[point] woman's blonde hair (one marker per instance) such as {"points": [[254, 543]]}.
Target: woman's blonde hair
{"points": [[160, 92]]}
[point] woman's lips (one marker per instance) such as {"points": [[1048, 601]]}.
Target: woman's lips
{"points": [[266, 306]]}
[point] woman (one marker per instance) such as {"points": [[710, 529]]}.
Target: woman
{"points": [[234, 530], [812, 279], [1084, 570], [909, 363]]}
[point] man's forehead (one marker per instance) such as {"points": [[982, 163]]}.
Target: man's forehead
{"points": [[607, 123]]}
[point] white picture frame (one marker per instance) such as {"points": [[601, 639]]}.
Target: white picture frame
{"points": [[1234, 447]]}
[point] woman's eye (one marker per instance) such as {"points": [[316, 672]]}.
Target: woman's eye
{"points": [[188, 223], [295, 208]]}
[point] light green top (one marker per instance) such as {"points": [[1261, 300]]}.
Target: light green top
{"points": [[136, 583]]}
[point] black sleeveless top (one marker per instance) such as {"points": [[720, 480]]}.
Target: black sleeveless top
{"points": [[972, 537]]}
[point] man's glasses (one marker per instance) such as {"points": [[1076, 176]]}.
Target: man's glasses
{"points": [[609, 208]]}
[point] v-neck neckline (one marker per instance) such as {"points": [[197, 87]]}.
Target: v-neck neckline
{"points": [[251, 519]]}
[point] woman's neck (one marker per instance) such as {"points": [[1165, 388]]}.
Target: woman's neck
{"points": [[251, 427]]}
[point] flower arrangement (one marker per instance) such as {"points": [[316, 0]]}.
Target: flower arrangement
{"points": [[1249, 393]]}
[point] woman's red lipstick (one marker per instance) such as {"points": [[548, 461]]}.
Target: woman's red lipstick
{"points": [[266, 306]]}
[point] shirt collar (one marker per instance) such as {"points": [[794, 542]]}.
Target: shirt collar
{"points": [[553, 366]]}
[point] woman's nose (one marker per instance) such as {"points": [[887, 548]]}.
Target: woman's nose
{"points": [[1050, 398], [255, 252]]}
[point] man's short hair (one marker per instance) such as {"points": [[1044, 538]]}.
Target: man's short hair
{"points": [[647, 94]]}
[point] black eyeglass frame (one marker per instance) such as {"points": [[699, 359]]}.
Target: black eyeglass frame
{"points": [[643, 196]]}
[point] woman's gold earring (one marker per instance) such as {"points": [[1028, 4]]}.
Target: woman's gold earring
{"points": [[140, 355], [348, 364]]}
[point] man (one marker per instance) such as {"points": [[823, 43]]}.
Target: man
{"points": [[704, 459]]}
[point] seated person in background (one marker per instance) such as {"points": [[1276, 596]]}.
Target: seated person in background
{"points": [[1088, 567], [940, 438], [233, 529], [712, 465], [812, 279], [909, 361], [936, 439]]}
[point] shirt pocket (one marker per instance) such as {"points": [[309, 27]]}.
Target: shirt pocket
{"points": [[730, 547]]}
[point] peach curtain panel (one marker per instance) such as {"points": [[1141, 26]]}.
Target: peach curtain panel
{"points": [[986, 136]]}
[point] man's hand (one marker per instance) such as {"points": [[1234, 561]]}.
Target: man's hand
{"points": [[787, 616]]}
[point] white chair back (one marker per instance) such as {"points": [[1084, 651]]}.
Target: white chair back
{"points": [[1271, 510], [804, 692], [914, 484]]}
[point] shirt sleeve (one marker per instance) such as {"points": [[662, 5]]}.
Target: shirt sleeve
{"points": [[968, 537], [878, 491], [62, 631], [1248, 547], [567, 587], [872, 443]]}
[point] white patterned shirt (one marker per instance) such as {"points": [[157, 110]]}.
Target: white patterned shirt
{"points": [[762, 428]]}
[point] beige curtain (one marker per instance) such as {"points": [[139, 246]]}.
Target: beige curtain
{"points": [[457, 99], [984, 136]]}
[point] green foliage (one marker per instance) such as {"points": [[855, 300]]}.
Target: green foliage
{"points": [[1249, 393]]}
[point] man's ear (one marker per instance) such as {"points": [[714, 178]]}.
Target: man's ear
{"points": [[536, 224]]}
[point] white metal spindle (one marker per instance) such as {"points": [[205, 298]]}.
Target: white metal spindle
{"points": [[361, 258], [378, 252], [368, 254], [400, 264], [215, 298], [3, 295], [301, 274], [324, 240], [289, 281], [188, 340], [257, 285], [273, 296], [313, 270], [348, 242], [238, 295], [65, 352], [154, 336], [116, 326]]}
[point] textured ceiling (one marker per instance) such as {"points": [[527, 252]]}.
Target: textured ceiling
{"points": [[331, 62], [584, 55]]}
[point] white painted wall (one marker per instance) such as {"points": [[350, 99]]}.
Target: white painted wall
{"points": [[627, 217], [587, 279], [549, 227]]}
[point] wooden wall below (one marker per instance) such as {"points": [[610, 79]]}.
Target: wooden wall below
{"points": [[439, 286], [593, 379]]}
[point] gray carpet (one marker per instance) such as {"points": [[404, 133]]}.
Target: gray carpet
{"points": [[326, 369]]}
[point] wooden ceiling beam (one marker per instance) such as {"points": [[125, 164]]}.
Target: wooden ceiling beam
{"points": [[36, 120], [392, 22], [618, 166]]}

☆ ☆ ☆

WHAT YOU SHOULD DO
With both ends included, please retype exactly the lines from the line containing "[point] white painted" to the final line of the data.

TASK RESULT
[point] white painted wall (one marker per instance) such as {"points": [[350, 99]]}.
Target: white painted wall
{"points": [[627, 217], [587, 279], [549, 227]]}
[point] wooden wall below (one marker per instance) such as {"points": [[610, 79]]}.
Target: wooden wall below
{"points": [[439, 286], [593, 379]]}
[point] gray carpet (one marker per instance) such as {"points": [[404, 133]]}.
Target: gray carpet
{"points": [[326, 369]]}
[point] wooden ceiling beam (one marker per instance) such as {"points": [[125, 164]]}.
Target: wooden ceiling beam
{"points": [[36, 120], [392, 22], [618, 166]]}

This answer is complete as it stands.